Reproduce all of the material below word for word, with nothing left out or changed.

----------------------------------------

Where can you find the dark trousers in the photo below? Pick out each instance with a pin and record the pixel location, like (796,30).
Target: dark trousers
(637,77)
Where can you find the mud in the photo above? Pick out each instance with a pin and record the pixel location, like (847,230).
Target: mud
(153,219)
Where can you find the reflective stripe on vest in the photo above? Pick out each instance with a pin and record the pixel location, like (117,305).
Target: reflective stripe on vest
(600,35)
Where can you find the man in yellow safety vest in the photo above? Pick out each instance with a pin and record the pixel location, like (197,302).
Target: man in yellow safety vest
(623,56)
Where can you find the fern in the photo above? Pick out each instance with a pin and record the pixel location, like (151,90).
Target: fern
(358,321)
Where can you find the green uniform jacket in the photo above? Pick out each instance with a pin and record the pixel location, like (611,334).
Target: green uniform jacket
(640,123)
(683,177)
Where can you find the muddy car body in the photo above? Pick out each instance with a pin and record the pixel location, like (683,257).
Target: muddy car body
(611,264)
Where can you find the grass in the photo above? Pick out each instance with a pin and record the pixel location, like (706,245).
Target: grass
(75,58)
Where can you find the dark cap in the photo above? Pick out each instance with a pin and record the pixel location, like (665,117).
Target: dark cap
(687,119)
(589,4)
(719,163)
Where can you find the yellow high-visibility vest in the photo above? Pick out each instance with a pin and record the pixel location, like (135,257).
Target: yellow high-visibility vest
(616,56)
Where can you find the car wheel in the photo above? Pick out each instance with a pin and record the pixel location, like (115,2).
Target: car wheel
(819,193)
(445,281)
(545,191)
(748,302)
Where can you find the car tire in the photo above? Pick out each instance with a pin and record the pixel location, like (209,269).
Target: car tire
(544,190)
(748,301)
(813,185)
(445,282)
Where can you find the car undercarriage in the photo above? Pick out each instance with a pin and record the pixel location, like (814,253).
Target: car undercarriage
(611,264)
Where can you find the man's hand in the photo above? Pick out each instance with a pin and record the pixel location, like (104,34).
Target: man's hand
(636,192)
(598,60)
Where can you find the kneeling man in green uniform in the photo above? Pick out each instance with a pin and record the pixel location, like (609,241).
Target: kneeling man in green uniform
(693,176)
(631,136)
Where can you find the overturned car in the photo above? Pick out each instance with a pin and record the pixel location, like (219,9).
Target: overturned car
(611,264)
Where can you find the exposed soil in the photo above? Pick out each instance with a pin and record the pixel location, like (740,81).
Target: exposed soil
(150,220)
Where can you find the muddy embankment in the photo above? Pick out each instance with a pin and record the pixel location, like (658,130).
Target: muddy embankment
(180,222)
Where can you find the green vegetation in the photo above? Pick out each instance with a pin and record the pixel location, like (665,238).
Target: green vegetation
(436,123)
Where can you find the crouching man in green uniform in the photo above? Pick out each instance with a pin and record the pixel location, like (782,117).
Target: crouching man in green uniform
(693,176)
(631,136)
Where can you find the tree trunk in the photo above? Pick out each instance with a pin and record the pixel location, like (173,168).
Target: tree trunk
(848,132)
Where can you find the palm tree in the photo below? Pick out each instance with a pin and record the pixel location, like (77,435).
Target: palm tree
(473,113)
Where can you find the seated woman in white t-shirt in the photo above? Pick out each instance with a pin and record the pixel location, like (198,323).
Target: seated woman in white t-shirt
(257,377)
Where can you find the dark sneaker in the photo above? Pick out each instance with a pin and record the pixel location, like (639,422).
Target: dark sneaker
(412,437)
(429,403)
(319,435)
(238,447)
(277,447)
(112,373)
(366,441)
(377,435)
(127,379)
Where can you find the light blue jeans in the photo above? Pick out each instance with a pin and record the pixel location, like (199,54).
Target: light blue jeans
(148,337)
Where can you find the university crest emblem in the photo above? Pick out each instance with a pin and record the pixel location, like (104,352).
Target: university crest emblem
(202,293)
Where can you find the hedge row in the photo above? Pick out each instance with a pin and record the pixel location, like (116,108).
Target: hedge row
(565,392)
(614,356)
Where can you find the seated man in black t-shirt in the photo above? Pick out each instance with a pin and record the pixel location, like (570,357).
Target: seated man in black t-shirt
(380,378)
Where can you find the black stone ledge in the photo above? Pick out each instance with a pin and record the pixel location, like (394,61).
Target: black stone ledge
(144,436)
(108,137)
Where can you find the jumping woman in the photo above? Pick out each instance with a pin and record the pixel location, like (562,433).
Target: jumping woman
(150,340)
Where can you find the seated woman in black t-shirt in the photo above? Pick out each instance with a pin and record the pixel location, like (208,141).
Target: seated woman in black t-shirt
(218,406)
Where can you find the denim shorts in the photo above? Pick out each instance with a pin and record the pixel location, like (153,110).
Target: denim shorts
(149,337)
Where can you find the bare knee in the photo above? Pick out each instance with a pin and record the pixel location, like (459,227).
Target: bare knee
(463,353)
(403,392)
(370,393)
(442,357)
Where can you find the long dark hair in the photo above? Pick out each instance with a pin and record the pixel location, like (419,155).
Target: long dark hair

----------------------------------------

Task answer -
Where can you find the dark trousers in the photo below? Pick out each instance with a pin and record the pixel location, like (796,30).
Target: dark trousers
(637,77)
Where can you find the mud in the photo above? Pick out each instance with a pin and record the pixel location, like (847,230).
Target: mud
(153,219)
Where can you find the reflective stripe on vest in the photo above? Pick out each instance with a pin and record the pixel location, like (117,305).
Target: reflective stripe on vest
(600,35)
Where can you find the man in yellow safety vest in the photo above? Pick out each instance with a pin and record the pixel location, like (197,302).
Target: man in yellow safety vest
(623,56)
Where can you find the fern in the photo above? Pick out each instance with a pin and record the pixel location, like (151,90).
Target: fern
(358,321)
Where can you find the green uniform jacket in the photo above? Pick out each instance with a pin and record the pixel location, like (611,334).
Target: green uniform jacket
(640,123)
(683,177)
Where can you find the muddy car body in the photo above? Pick out each instance with a pin and record the pixel location, like (683,257).
Target: muddy car body
(611,264)
Where can you find the grass in the photo above? Pick out each instance with a pin and record the pixel location, like (706,245).
Target: grass
(75,58)
Where can you find the dark cap in the photo above? Pick out each instance with a pin and record the pixel location, like (665,117).
Target: dark cap
(687,119)
(589,4)
(719,163)
Where can you find the yellow high-visibility vest in the photo above? Pick out each instance with a pin and record the pixel location, like (135,257).
Target: yellow high-visibility vest
(616,56)
Where can you find the car wheel in the photo above? Pick out each instance with a pin and record the pixel location, like (115,2).
Target: car wheel
(819,193)
(445,281)
(545,191)
(748,302)
Where can you find the car tire in the photo above? Pick out each instance with a pin and record the pixel location, like (209,269).
Target: car tire
(544,190)
(748,301)
(813,185)
(445,282)
Where can you find the car undercarriage in the photo above? Pick out each instance with a pin and record the pixel location, like (814,253).
Target: car undercarriage
(611,264)
Where can you find the man's hand in the photo above? Pick out each instance with a pin and record the pixel location, like (104,34).
Target: man's hand
(636,192)
(598,60)
Where can you find the kneeling man in green uniform in the photo above? Pick out each instance with a pin and record the pixel location, like (609,241).
Target: kneeling man in green uniform
(693,176)
(631,136)
Where can you find the overturned car in the photo above? Pick out each instance with a pin and record the pixel location, like (219,9).
Target: overturned car
(611,264)
Where can you find the exposed soil in the photo above? Pick out each instance with a pin and record the pixel location, like (740,81).
Target: exposed soil
(150,220)
Where can you find the muddy embankment in the photo above? Pick out each instance with a pin and record the pixel location, like (658,130).
Target: muddy embankment
(180,222)
Where can you find the green vegetation in the photo above? Pick out each instance with a pin and record the pixel location, like (665,238).
Target: green vegetation
(436,123)
Where can you find the crouching man in green uniform in the photo above? Pick out each instance with a pin and record the pixel location, like (782,117).
Target: crouching man in green uniform
(693,176)
(631,136)
Where can you find the tree trunk in the photo above? Pick out each instance with a pin and record the pixel location, like (173,168).
Target: tree trunk
(848,132)
Where can you find the palm tree in the photo below? Pick out each instance with a pin and record the pixel location, like (77,435).
Target: palm tree
(473,113)
Where can you find the seated woman in white t-shirt in the photo above? Pick out each instance with a pin and record the pixel location, like (198,323).
Target: seated woman in white t-shirt
(257,377)
Where can you find the dark sneaker in the photo above? Pick out each instance with a pin and record the pixel location, like (639,422).
Target: dark sneaker
(412,437)
(429,403)
(319,435)
(238,447)
(277,447)
(112,373)
(366,441)
(377,435)
(127,379)
Where can you find the light blue jeans in the photo above? Pick out each instance with a pin and record the pixel location, like (199,54).
Target: light blue jeans
(148,337)
Where can you find the university crest emblem in the photo above? Pick out each instance with a pin and record the pixel location, like (104,352).
Target: university crest emblem
(202,293)
Where can you find the hedge row in the photo above? Pick out each instance with a pin and record the pixel location, like (116,108).
Target: hedge row
(565,392)
(614,356)
Where can you find the seated man in black t-shirt in the photo above? Pick out each instance with a pin and record the pixel location, like (570,357).
Target: seated man in black t-shirt
(380,378)
Where can you find the black stone ledge in the photo above? Pick out each instance with a pin and record the pixel location, like (394,61).
Target: black stone ledge
(144,436)
(108,137)
Where can you find the jumping woman in the photo above? Pick out each instance with a pin and record the pixel location, like (562,433).
Target: jumping woman
(150,340)
Where can you find the seated woman in black t-shirt in the photo above? Pick out each instance with a pin and record the pixel location, like (208,141).
Target: seated woman in black t-shirt
(218,406)
Where can you find the denim shorts in the photo above? Pick out each instance with a pin and record the pixel location, like (153,110).
Target: denim shorts
(149,337)
Where can you find the bare knee in the photo above? Pick out each instance with a pin and record the pixel location, like (459,227).
Target: bare knee
(463,353)
(403,392)
(370,393)
(442,357)
Where can you find the long dark hair in the photo above? Pick out each instance with a pin and record the pixel location, like (419,155).
Target: long dark hair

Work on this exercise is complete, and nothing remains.